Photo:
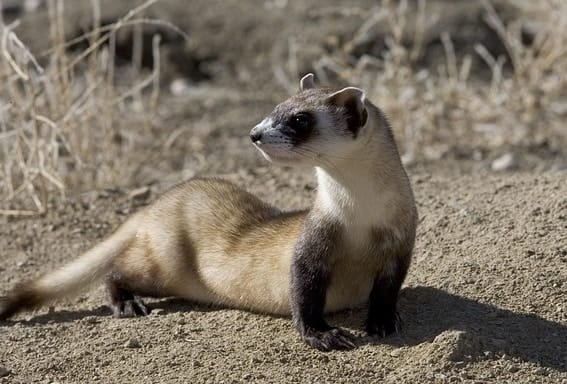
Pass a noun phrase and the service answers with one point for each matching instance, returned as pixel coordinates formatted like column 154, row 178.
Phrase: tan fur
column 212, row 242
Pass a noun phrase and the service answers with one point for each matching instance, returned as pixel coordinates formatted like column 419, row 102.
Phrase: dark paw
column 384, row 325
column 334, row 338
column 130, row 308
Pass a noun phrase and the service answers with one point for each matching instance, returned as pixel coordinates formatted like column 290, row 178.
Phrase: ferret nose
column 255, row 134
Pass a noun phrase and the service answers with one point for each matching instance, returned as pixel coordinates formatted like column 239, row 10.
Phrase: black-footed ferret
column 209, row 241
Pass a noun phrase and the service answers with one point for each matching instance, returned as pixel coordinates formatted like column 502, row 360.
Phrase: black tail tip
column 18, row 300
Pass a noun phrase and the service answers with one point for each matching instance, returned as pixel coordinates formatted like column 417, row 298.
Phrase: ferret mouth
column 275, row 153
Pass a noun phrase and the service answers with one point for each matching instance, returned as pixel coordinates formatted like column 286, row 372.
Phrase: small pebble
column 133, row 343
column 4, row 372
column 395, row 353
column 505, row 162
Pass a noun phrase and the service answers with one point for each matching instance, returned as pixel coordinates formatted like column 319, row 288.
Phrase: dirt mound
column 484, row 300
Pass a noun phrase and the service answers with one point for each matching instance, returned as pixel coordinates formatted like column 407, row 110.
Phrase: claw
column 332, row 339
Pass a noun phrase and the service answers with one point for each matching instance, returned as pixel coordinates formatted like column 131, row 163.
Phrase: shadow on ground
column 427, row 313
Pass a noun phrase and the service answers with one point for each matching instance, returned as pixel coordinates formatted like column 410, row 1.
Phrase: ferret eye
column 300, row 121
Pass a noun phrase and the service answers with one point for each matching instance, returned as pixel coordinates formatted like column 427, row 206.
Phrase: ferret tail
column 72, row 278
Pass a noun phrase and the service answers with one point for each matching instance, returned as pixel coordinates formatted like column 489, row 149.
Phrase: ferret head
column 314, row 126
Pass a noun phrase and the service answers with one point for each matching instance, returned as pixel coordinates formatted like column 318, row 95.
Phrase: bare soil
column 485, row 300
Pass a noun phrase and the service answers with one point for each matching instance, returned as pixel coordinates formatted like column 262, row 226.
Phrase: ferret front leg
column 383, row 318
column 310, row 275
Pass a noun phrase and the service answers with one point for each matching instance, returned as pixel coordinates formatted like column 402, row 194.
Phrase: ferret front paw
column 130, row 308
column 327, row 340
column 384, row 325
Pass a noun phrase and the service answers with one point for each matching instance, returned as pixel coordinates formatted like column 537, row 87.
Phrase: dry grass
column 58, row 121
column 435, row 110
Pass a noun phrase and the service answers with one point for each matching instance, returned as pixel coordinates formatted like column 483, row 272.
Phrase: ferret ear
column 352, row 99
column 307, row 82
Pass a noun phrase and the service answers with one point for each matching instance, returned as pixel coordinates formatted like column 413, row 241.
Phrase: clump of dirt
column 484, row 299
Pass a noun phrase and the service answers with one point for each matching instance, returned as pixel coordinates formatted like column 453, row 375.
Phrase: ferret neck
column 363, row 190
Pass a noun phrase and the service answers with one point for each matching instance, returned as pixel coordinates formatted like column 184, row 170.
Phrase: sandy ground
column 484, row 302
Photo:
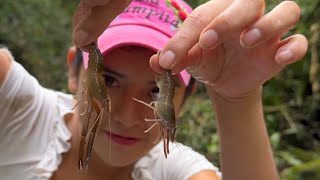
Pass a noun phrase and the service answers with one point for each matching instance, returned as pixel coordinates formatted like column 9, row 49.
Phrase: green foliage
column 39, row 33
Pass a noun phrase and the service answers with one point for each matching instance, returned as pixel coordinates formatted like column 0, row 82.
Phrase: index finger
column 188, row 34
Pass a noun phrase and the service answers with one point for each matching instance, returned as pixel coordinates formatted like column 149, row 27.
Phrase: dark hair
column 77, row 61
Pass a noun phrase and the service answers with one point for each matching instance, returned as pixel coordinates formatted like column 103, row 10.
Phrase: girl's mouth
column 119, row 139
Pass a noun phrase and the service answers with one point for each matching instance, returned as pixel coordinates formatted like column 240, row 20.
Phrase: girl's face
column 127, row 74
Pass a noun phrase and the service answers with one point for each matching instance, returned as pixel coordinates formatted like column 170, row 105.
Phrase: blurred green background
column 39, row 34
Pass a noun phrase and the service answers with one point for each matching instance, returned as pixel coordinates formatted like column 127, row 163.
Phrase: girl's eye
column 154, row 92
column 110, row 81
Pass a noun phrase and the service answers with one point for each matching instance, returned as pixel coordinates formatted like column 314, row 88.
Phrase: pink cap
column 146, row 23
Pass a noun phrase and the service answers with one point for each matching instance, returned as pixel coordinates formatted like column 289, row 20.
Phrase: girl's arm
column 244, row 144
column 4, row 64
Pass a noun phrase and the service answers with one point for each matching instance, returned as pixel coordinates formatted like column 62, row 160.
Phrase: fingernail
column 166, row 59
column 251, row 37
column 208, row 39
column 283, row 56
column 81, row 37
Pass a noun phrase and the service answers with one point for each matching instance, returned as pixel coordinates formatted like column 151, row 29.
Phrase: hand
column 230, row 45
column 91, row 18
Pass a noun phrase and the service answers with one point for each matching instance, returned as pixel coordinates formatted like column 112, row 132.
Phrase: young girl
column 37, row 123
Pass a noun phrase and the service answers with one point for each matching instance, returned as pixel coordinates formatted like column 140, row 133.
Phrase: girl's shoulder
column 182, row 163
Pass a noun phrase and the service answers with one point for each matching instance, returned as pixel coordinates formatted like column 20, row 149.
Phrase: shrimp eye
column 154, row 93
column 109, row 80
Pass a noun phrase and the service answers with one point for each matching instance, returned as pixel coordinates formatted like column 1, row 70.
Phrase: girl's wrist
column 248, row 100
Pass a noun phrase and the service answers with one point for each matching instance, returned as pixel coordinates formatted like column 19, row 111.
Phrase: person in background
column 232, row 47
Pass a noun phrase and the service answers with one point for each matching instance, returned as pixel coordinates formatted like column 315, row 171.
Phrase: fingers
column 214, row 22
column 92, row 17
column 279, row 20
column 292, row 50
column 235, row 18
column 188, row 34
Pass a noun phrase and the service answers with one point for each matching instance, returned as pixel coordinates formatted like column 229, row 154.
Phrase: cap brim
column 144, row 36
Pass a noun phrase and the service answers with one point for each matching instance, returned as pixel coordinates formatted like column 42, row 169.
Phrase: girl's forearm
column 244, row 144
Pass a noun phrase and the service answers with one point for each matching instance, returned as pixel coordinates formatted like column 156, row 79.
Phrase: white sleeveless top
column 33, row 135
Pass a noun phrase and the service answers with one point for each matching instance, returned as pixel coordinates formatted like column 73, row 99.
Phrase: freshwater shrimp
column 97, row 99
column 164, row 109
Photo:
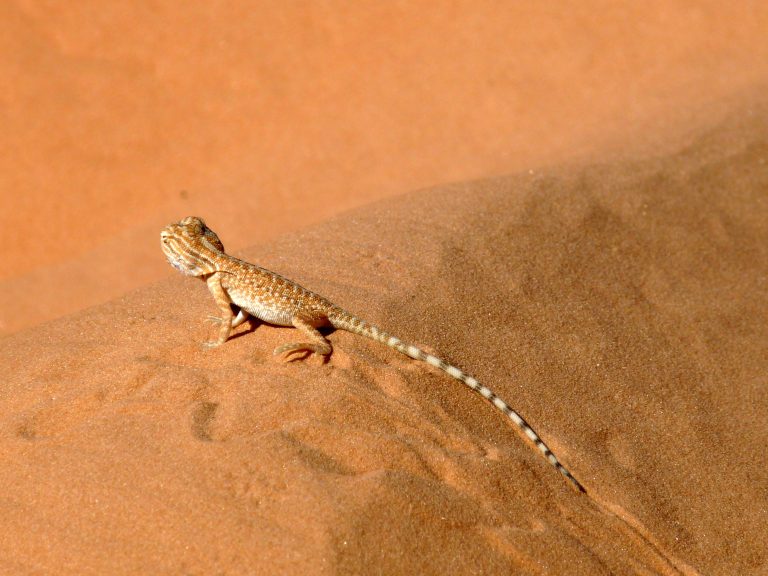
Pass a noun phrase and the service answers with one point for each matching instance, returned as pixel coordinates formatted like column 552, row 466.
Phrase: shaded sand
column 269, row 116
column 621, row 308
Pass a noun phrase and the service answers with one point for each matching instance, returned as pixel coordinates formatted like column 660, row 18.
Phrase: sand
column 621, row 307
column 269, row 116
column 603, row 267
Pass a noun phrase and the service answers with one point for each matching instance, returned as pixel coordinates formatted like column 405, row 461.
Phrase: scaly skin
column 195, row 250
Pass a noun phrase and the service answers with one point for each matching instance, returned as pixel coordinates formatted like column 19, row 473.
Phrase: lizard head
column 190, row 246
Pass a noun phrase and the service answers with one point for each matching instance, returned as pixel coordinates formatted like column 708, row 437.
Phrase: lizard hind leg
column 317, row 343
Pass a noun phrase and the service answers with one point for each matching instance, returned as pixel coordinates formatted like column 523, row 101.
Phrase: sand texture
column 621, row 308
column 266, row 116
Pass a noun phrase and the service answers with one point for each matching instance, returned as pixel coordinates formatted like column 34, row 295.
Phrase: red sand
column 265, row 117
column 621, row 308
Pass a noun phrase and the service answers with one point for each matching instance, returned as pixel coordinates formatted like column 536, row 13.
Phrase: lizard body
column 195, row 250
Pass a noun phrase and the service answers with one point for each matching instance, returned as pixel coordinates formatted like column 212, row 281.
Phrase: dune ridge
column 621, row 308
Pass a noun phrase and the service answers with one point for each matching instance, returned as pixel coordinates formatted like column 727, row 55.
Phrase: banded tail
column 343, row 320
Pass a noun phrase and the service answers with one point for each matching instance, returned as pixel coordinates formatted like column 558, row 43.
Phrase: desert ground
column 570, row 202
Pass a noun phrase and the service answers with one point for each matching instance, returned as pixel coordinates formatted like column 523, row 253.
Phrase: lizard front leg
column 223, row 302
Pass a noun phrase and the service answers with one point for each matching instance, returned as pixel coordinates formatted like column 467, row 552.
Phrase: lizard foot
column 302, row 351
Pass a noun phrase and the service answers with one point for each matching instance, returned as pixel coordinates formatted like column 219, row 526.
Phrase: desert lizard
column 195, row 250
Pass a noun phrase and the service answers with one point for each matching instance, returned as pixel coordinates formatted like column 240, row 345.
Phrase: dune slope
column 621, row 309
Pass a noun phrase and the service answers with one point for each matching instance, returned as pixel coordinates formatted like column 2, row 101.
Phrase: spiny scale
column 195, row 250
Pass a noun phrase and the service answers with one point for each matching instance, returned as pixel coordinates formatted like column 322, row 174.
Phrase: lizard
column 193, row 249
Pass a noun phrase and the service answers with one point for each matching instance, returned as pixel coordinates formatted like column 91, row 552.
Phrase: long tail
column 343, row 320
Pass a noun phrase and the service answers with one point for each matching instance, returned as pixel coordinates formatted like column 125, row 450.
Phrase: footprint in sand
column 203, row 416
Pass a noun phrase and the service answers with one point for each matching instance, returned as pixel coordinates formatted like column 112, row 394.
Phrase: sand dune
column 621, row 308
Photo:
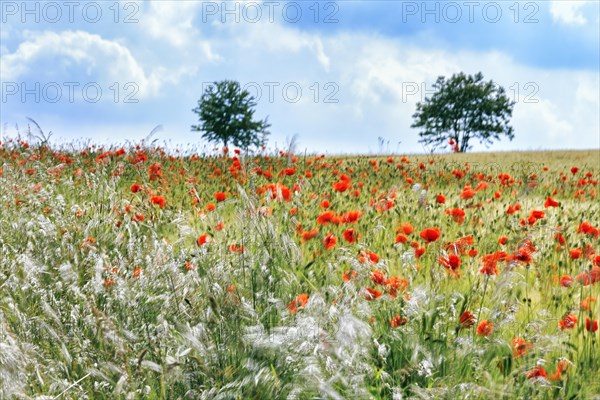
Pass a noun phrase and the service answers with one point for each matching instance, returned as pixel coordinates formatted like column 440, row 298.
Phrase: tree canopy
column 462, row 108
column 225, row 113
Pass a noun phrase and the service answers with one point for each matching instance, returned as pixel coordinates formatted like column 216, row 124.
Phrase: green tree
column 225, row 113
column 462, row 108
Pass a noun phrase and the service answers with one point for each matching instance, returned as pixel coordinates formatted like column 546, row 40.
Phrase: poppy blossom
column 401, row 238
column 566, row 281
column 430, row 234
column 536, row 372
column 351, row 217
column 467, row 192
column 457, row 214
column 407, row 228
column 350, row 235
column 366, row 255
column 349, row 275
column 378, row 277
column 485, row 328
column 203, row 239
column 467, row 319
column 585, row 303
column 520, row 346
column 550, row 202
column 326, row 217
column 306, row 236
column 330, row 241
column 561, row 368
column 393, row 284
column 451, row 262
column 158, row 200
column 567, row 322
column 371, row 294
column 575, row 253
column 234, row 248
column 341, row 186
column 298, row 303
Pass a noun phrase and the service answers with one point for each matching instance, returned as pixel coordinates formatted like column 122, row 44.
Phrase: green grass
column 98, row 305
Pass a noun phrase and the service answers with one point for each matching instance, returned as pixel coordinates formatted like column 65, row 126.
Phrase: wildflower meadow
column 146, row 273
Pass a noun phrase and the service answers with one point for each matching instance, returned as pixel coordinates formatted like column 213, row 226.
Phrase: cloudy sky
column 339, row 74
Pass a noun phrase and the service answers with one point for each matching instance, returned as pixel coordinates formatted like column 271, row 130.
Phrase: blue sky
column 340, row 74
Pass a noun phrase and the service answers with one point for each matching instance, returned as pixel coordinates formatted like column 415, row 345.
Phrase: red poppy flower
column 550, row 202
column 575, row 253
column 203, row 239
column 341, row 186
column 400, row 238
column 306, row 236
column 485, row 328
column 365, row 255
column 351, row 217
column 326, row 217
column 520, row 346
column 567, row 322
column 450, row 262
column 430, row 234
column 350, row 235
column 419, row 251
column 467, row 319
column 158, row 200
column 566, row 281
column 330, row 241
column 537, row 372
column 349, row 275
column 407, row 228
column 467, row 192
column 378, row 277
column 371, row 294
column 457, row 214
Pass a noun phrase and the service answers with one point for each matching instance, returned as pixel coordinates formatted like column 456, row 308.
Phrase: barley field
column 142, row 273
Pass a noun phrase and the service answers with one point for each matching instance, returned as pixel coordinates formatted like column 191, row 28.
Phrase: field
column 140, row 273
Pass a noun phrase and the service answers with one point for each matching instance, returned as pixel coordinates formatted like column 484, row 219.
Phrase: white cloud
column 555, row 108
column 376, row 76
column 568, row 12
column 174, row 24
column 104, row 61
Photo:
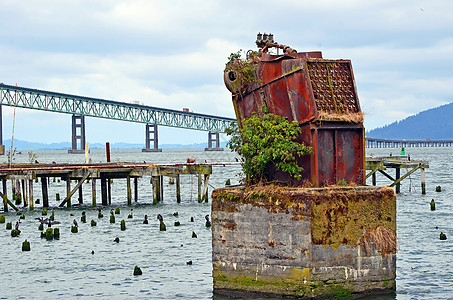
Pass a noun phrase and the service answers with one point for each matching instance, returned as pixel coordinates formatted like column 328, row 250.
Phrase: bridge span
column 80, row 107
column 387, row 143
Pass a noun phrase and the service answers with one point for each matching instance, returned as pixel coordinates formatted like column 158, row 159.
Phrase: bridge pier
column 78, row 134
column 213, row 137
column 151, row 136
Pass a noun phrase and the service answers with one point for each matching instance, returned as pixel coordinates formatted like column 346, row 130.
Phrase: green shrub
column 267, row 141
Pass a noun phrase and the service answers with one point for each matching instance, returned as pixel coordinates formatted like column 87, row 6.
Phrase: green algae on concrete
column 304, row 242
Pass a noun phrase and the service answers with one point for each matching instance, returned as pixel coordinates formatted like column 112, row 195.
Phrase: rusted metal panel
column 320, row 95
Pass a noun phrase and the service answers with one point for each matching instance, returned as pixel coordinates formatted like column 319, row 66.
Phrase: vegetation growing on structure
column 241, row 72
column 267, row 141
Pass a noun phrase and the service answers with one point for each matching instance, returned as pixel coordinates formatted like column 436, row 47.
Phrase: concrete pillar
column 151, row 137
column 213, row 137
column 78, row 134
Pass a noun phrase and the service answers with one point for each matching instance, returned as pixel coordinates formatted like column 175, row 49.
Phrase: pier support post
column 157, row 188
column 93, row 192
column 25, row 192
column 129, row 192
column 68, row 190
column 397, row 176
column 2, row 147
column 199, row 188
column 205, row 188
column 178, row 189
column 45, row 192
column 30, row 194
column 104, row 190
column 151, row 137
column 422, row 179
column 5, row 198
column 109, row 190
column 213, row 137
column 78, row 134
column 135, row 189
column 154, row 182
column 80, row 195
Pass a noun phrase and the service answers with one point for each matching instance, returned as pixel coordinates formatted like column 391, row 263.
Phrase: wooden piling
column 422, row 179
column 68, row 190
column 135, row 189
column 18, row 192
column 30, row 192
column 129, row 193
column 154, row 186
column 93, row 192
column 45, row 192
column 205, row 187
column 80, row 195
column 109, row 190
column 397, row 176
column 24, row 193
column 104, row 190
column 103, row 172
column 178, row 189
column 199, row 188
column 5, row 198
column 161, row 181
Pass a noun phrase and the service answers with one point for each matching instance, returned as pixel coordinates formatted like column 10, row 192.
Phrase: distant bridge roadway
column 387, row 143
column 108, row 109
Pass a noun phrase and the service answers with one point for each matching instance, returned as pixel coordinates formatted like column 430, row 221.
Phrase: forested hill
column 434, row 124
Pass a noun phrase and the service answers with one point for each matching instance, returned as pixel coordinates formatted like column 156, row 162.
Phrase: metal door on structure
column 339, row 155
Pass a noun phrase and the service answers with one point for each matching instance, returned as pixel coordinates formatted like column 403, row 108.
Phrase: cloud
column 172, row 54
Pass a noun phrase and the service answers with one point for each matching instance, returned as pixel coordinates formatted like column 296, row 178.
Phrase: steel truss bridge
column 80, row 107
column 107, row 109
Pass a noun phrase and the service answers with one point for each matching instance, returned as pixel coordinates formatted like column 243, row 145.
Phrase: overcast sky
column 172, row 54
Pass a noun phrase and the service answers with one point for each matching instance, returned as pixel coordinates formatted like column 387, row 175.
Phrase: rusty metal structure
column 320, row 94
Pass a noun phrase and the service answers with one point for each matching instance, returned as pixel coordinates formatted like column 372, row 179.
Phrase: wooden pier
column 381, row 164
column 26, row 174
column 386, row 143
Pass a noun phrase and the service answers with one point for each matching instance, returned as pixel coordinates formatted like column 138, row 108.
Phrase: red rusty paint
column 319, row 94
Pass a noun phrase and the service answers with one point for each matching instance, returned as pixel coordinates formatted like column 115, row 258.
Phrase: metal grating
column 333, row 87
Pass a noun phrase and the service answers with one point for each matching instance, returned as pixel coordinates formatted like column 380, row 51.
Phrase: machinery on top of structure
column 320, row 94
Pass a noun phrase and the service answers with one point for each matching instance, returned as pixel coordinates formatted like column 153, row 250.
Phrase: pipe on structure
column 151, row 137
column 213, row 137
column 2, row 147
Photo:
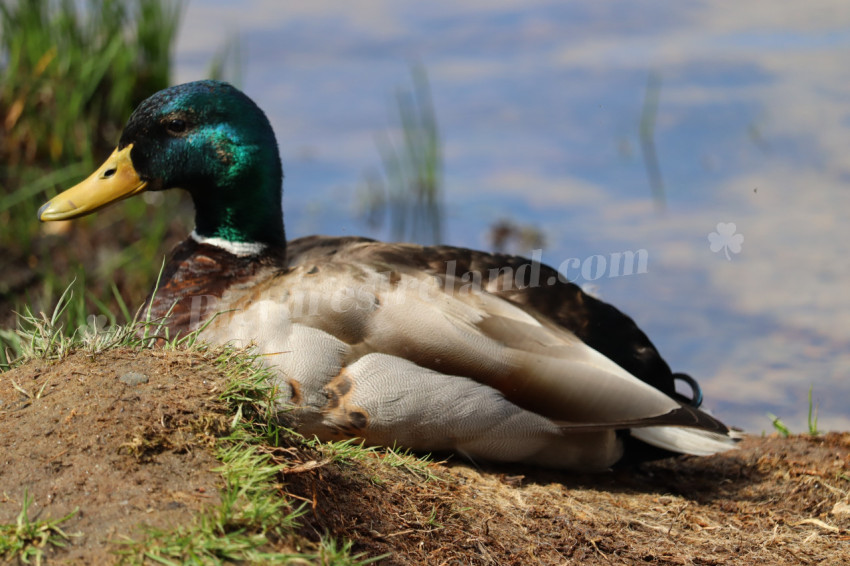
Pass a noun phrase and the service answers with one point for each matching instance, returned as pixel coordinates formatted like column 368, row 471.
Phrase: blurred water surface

- - -

Retype the listing from its first line through the line containing "column 505, row 162", including that line, keeping each line unchanged. Leave the pictures out of your copy.

Photo:
Pass a noun phrase and the service answers with one point for each matching instance, returned as pixel coordinates formatted like column 154, row 178.
Phrase: tan fur
column 212, row 242
Pass a noun phrase and the service answers with one point for each matching instance, returned as pixel coordinates formatted like column 419, row 102.
Phrase: dark paw
column 384, row 325
column 334, row 338
column 130, row 308
Pass a noun phrase and the service answers with one point for each matching instance, returned as pixel coordinates formatted like column 290, row 178.
Phrase: ferret nose
column 255, row 134
Pass a noun phrase and the service answers with one point for each matching instance, returned as pixel coordinates formatted like column 239, row 10.
Phrase: black-footed ferret
column 209, row 241
Pass a noun phrase and the service answers with one point for each matching instance, returned as pixel coordinates formatted like column 502, row 360.
Phrase: black tail tip
column 18, row 300
Pass a noun phrase and the service answers with one point for each matching instance, returned as pixel coordinates formatted like column 417, row 298.
Phrase: ferret mouth
column 275, row 153
Pass a noun phrase and the service answers with one point for each matching instance, returned as pixel coordinates formatted like column 286, row 372.
Phrase: small pebble
column 133, row 343
column 4, row 372
column 395, row 353
column 505, row 162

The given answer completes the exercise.